Directions.
Retype the data that follows exactly. No pictures belong in the copy.

Dataset entries.

——

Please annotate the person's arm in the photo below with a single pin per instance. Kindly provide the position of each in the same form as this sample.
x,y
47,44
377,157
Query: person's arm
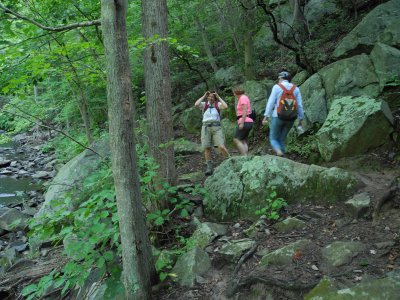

——

Result of this exercise.
Please annotate the person's arm in the photo below with a single pin per instance. Kindly provide the position of each in the same form as this sample.
x,y
47,44
377,157
Query: person's arm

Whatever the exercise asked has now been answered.